→ PROBLEM TO SOLVE: Reproduce all of the material below word for word, keeping every line unchanged.

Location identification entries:
## start

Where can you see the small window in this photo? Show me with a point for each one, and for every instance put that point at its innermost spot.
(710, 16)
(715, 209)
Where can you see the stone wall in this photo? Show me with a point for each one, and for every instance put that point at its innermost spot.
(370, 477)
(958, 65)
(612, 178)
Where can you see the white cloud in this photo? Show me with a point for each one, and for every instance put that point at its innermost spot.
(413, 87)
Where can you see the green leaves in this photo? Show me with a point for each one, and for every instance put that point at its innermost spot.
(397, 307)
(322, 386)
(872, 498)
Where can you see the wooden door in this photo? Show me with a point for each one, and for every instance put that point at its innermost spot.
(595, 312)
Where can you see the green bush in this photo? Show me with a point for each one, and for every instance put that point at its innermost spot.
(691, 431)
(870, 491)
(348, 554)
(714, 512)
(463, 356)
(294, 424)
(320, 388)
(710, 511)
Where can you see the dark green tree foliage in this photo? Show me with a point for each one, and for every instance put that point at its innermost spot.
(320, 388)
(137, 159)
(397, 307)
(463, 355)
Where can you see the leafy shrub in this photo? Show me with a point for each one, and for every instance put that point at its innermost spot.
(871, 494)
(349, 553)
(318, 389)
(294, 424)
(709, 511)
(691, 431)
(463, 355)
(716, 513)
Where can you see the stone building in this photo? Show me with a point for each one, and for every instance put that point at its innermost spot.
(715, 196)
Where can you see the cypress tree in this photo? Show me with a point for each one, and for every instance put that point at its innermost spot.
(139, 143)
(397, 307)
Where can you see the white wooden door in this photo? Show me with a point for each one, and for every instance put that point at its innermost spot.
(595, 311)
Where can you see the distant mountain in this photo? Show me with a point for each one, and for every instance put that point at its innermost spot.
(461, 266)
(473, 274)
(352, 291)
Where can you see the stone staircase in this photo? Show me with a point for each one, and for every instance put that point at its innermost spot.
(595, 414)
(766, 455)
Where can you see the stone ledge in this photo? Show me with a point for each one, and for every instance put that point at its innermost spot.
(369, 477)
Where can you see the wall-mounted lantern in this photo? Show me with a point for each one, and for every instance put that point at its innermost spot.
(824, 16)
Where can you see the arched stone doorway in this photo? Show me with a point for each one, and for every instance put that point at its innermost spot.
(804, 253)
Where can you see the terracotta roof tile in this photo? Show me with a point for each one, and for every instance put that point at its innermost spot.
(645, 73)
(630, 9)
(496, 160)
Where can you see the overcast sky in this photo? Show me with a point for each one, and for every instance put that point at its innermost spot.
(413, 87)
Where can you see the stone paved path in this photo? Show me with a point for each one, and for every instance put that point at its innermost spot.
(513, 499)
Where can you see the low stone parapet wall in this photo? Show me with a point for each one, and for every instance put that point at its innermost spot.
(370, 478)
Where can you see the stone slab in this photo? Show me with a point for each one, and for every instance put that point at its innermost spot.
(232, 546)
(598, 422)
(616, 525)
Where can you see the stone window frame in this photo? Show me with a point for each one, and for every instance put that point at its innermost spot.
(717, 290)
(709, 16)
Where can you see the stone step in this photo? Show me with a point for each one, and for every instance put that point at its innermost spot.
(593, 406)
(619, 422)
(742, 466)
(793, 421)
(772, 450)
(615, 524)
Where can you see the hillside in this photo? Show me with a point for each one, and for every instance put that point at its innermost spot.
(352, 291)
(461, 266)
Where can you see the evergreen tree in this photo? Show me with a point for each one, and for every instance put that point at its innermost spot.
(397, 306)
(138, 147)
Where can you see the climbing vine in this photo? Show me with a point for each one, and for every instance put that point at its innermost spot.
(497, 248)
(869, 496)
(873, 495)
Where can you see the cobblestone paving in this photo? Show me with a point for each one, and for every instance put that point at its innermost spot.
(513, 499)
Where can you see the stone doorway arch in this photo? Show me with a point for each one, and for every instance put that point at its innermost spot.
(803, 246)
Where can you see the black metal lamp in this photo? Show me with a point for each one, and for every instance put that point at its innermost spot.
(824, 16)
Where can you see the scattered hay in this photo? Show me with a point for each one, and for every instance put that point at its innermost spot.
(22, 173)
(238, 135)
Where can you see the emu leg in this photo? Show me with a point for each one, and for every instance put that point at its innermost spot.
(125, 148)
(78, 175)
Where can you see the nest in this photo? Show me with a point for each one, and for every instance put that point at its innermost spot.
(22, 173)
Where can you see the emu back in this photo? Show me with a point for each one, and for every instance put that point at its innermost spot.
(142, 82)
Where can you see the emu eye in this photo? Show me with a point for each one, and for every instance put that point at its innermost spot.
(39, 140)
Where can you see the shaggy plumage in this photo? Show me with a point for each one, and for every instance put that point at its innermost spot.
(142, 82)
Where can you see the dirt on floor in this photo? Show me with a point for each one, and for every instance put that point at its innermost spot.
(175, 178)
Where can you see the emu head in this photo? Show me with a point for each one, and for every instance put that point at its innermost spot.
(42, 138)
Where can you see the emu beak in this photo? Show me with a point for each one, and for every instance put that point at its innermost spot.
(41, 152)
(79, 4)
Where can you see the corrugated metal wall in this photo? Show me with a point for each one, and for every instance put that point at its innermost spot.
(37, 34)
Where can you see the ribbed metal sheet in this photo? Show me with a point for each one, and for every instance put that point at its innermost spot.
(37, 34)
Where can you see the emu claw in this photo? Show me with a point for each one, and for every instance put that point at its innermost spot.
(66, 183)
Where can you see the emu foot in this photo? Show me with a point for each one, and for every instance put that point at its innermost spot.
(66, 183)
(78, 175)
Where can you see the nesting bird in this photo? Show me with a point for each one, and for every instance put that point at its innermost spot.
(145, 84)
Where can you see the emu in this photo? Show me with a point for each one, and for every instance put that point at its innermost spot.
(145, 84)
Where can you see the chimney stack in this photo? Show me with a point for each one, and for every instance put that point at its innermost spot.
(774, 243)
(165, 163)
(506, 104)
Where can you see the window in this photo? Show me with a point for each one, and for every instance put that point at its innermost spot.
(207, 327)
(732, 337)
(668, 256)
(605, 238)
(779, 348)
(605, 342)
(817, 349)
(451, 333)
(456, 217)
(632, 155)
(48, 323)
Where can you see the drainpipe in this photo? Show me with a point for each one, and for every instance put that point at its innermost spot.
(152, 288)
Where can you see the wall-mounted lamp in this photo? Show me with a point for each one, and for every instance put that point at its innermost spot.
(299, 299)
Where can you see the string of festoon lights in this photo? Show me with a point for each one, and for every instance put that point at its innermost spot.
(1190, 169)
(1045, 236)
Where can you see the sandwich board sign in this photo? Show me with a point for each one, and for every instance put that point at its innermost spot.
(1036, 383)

## end

→ OUTPUT FOR THIS EXERCISE:
Where can you see the small window in this photo? Show me with a point for each one, and for every instance put that point at its innermost spot.
(710, 16)
(715, 209)
Where can you see the stone wall in this photo? Show me with a point for each one, and for every instance put that point at its innermost spot.
(370, 477)
(958, 65)
(612, 178)
Where can you see the white cloud in this photo? Show me with a point for each one, and for every instance put that point at its innermost spot.
(413, 87)
Where can you see the green leaves in this photo? Show me with a point for each one, and for every instance put that point at its innermost spot.
(397, 307)
(322, 386)
(872, 498)
Where can you see the wooden door in this photo? Show me with a point for each one, and for every instance put that point at its innermost spot.
(595, 312)
Where can you see the green bush in this photo? Show me with a point for each one, and for every instance put that point at its innermost spot.
(691, 431)
(870, 491)
(348, 554)
(714, 512)
(463, 356)
(294, 424)
(320, 388)
(710, 511)
Where can you see the dark green tree foliage in this photo? Show me with a point for each one, and for every instance put that point at its innermost spot.
(320, 388)
(137, 159)
(397, 307)
(463, 355)
Where can you see the leafy shrub in this photo? Show me with a point for each one, and for every instance put that point at its innermost spot.
(871, 494)
(349, 553)
(318, 389)
(294, 424)
(709, 511)
(691, 431)
(463, 355)
(716, 513)
Where can you see the stone building in this photo? Show me with a point for each one, and for every instance put that point at its innermost spot.
(715, 196)
Where can you see the cypress tree in this photo? Show me with a point for each one, and for every instance put that point at its innermost spot.
(139, 143)
(397, 307)
Where can you see the white wooden door in this photo? Show me with a point for each one, and for every instance put that point at its innermost spot.
(595, 311)
Where can you see the distant mountain in this photo? Show me with a point for each one, and for every instance put that point at its innermost spot.
(461, 266)
(473, 274)
(352, 291)
Where can you see the stone staircase in this photo? Show me with a point for each one, and for every instance put that point at its innermost spot.
(595, 414)
(766, 455)
Where can you see the stone ledge in this photo? Show me with a point for each one, and for every instance put that point at its innermost spot.
(369, 477)
Where can you see the wall-mounted lantern in this photo? Show me with a point for each one, and for every instance put that point at its innermost spot.
(824, 16)
Where can you see the arched stone doorway in this photo? Show me with a point for each one, and for every instance put that point at its innermost spot.
(804, 253)
Where can you see the terracotta roof tile in this photo? Show me with a point for each one, and for every instance put that point at its innermost spot.
(645, 73)
(630, 9)
(496, 160)
Where can you see the overcast sky in this photo? Show me with a point for each one, and for every instance put that point at its innermost spot.
(413, 87)
Where can you see the stone paved path in this photo? Show me with a point for each one, and for every instance put that point at its innermost spot.
(513, 499)
Where can you see the low stone parapet wall in this photo? Show me with a point for each one, and for every instance put that point at its innermost spot.
(370, 478)
Where can you see the stone slab in this photo? Show me with a point for each one, and for every instance put that point at its innermost spot.
(232, 546)
(598, 422)
(616, 525)
Where can you see the stone window frame in this photo? Show me with a point for each one, and for every instance put that point at its innermost spot.
(717, 290)
(709, 16)
Where can you see the stone step in this photo? Show me with a point for each one, and for every instance put that point at its innermost spot.
(593, 406)
(619, 422)
(742, 466)
(793, 421)
(772, 450)
(615, 524)
Where can you see the hillside in this photo? Show me with a point for each one, and for every instance put that point at its innermost spot.
(352, 291)
(461, 266)
Where can you see the evergreen tree in this photo? Show me with a point for each one, and for every instance put that point at its innermost spot.
(397, 306)
(138, 147)
Where can you see the climbing vine in this photo? Show me with a point for each one, and for every instance put that point at its innermost spot.
(497, 248)
(869, 496)
(873, 495)
Where can you see the cobblestone paving in this photo? Show me with a point for each one, and for every instance put that point at its innermost spot.
(513, 499)
Where can you see the stone doorway arch in this photo? Show me with a point for each one, and for every instance put that point at its innermost spot.
(803, 246)
Where can you see the black metal lamp in this photo? Show me with a point for each one, and for every instance put that point at its innermost spot.
(824, 16)
Where can you see the scattered hay in this photo? Show me with a point for each one, and for every instance put that point at its innermost spot.
(22, 173)
(238, 135)
Where can you see the emu leg in this photo? Show me with a point for each one, and for every instance put that point at its innermost spot.
(125, 148)
(78, 175)
Where can you see the nest in this photo? Show me with a point for each one, and for every instance put that point at its innermost spot.
(22, 173)
Where can you see the emu back in this photo? Show me with a point for each one, and for every instance put that point at its innermost spot.
(142, 82)
Where can you see the emu eye in this photo? Show me with a point for each one, and for every instance put that point at its innermost spot.
(39, 140)
Where can you see the shaggy plumage in this photo? Show me with a point for each one, and for every instance put that point at its innermost spot.
(142, 82)
Where can you see the dirt on floor in this photo? Show me with a point for each one, and for every instance put that point at its innermost spot.
(175, 178)
Where can you see the emu head in this photo? Show me with a point for each one, and for every instance put that point at its innermost spot.
(42, 138)
Where can you see the emu beak in this photo? Show me with a point for each one, and for every instance put that point at its innermost spot.
(41, 152)
(79, 4)
Where can you see the corrugated metal wall in this photo? Show me with a point for each one, and for every instance put that point at its innermost spot.
(37, 34)
Where can you see the ribbed metal sheet in this photo? Show me with a point for each one, and for every instance put that point at its innermost spot.
(37, 34)
Where can you see the emu claw in this photo? Show me with a point for each one, and for every instance put that point at its innermost spot.
(66, 183)
Where can you see the emu foot in this photo? Show me with a point for each one, and for every instance put that point at its innermost spot.
(66, 183)
(78, 175)
Where can you see the nesting bird in this photo? Show me with a point for each one, and for every instance put that point at its innermost spot.
(145, 84)
Where can you see the emu in this photo? Show me with a point for each one, and for every instance put that point at its innermost spot.
(145, 84)
Where can you see the chimney stack in this photo? Show me with a point for each one, and for every instance put that point at its innermost spot.
(774, 243)
(165, 163)
(506, 104)
Where can you see the window in this photo? Show me with a point for each one, and for every instance put that point at its innermost spot.
(207, 327)
(732, 337)
(668, 256)
(605, 238)
(779, 348)
(605, 342)
(817, 349)
(451, 333)
(456, 217)
(632, 155)
(48, 323)
Where can you see the drainpipe in this photo? Show me with a point for each one, and for every instance put that point at its innermost spot.
(152, 288)
Where can you see the wall-mounted lamp in this photo? Show me with a point for each one, and for every instance put that point at its innermost spot.
(299, 299)
Where can you see the string of festoon lights in this photo? Show me with a point for each one, and for every instance put that point at its innermost spot.
(1190, 169)
(1045, 236)
Where can you see the sandwich board sign in this photo? Show me with a point for each one, and for every instance put that point at its innermost spot.
(1036, 383)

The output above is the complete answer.